TASK ITEM » The answer must consist of each line below that contains the word "eyeglass", copied in full.
***** TASK INPUT
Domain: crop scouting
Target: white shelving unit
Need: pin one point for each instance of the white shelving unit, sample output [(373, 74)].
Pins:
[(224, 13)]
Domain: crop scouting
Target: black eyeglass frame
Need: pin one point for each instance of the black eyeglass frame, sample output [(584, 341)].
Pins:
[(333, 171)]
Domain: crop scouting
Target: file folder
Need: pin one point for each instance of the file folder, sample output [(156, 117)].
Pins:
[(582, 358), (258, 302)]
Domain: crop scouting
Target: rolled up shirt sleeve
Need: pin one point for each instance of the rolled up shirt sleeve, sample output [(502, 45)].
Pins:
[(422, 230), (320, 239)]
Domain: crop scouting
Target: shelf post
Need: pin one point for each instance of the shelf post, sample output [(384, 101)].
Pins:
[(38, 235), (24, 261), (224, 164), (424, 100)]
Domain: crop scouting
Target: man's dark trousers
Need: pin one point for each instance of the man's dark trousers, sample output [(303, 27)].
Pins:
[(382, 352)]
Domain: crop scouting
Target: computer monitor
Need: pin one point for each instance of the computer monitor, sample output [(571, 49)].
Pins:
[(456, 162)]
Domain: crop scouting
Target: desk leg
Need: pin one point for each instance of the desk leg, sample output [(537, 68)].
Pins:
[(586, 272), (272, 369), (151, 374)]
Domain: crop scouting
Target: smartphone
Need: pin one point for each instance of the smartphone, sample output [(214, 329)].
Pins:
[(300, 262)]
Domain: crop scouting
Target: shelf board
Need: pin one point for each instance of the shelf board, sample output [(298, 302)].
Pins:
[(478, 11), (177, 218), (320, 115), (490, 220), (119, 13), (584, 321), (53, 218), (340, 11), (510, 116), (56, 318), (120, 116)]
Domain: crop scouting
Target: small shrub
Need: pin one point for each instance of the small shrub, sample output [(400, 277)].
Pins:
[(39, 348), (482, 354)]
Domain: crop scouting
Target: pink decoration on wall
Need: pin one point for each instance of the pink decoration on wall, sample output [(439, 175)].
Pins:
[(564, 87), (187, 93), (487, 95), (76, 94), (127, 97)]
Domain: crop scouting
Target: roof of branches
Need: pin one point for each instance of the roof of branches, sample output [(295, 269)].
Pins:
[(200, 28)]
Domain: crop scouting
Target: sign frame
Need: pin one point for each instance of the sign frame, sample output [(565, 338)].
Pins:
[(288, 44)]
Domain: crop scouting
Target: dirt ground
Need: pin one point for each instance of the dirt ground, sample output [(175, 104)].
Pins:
**********
SOLUTION TO THE EXERCISE »
Target: black eyeglass frame
Need: pin one point for each instance of the black eyeglass frame, sample output [(584, 341)].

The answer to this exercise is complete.